The entire listing is to be repeated verbatim.

-------- RECORDS SUPPLIED --------

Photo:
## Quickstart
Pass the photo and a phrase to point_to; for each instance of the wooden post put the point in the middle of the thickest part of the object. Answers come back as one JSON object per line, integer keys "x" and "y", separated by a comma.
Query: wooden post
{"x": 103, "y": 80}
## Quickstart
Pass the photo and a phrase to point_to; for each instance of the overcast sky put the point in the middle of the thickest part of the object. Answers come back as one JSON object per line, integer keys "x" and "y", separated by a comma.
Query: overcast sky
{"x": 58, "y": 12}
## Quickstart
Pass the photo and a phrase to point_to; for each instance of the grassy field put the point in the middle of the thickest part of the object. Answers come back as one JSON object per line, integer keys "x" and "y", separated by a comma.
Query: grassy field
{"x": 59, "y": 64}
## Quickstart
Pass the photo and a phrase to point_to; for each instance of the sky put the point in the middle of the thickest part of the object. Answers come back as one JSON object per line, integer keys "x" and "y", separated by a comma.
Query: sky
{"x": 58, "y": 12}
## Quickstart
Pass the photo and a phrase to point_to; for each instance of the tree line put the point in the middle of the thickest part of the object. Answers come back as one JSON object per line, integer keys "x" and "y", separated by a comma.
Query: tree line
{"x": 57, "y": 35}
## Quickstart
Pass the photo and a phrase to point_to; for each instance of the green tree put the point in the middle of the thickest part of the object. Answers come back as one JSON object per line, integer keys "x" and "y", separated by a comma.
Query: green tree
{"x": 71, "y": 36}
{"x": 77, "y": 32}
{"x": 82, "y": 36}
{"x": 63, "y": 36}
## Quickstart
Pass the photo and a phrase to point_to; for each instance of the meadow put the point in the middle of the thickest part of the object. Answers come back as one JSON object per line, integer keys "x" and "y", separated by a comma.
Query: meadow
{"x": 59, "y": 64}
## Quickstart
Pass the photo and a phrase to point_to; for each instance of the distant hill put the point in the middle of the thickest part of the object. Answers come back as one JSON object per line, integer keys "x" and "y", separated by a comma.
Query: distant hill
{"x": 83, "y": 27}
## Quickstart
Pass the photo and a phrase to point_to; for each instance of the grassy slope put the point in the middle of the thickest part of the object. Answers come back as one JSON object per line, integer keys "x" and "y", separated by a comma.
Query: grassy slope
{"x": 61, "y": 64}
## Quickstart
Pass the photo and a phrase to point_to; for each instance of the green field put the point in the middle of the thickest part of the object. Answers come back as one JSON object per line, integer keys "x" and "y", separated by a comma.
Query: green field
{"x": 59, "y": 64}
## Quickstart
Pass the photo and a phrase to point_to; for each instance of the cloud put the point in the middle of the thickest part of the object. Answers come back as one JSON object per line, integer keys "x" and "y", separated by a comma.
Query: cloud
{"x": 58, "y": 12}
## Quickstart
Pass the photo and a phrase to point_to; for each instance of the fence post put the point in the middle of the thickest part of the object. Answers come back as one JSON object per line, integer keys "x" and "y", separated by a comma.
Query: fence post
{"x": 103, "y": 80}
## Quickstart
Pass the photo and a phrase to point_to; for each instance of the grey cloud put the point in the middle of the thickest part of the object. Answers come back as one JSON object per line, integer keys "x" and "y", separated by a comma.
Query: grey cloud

--------

→ **TASK OUTPUT**:
Photo:
## Quickstart
Pass the photo and a phrase to point_to; for each instance of the wooden post put the point in the middle of the thickest part of the object. Answers come back as one JSON object per line, integer keys "x" and "y", separated by a comma.
Query: wooden post
{"x": 103, "y": 80}
## Quickstart
Pass the photo and a phrase to point_to; for each instance of the overcast sky put the point in the middle of the thickest part of the object. Answers come back as one JSON object per line, integer keys "x" and "y", separated by a comma.
Query: overcast sky
{"x": 58, "y": 12}
## Quickstart
Pass the photo and a phrase to point_to; for each instance of the grassy field put the point in the middle of the thickest part of the object. Answers come back as one JSON object per line, integer keys "x" and "y", separated by a comma.
Query: grassy field
{"x": 59, "y": 64}
## Quickstart
Pass the photo and a phrase to point_to; for each instance of the sky put the point in the middle of the thickest part of the object. Answers come back as one JSON object per line, integer keys "x" and "y", separated by a comma.
Query: sky
{"x": 58, "y": 12}
## Quickstart
Pass the photo and a phrase to point_to; for each instance of the tree line put the point in the middle of the thickest part of the object. Answers come back as one JSON object per line, integer keys "x" and "y", separated by a comma.
Query: tree line
{"x": 57, "y": 35}
## Quickstart
Pass the photo and a phrase to point_to; for each instance of the green tree put the point in the middle of the thickest part of the object. Answers come back as one JSON object per line, integer keys "x" and "y", separated by a comma.
Query: green tree
{"x": 71, "y": 36}
{"x": 77, "y": 32}
{"x": 82, "y": 36}
{"x": 63, "y": 36}
## Quickstart
Pass the photo and a phrase to point_to; for each instance of the meadow put the point in the middle of the thickest part of the object. Answers come back as one JSON object per line, integer keys "x" and "y", separated by a comma.
Query: meadow
{"x": 59, "y": 64}
## Quickstart
Pass the photo and a phrase to point_to; for each instance of the distant hill put the point in the middle of the thickest part of the object. Answers come back as one JSON object per line, integer keys "x" and "y", separated by a comma.
Query: distant hill
{"x": 83, "y": 27}
## Quickstart
Pass the photo and a phrase to point_to; for each instance of the grassy slope put the point in the middle of the thickest part of the object. Answers come back as one JSON object per line, integer keys "x" and "y", separated by a comma.
Query: grassy slope
{"x": 61, "y": 64}
## Quickstart
Pass the photo and a phrase to point_to; for each instance of the green field put the point in the middle of the thickest part of the object. Answers come back as one JSON object per line, integer keys "x" and "y", separated by a comma.
Query: green field
{"x": 59, "y": 64}
## Quickstart
Pass the photo and a phrase to point_to; for each instance of the cloud put the point in the middle of the thickest part of the object. Answers come back as one JSON object per line, integer keys "x" and "y", separated by a comma.
Query: cloud
{"x": 58, "y": 12}
## Quickstart
Pass the photo and a phrase to point_to; for each instance of the fence post put the point in the middle of the thickest part of the object. Answers come back as one JSON object per line, integer keys "x" and "y", separated by a comma.
Query: fence post
{"x": 103, "y": 80}
## Quickstart
Pass the photo and a phrase to point_to; for each instance of the grey cloud put the point in the middle of the thickest part of the object. Answers come back as one JSON object per line, integer keys "x" and "y", separated by a comma.
Query: grey cloud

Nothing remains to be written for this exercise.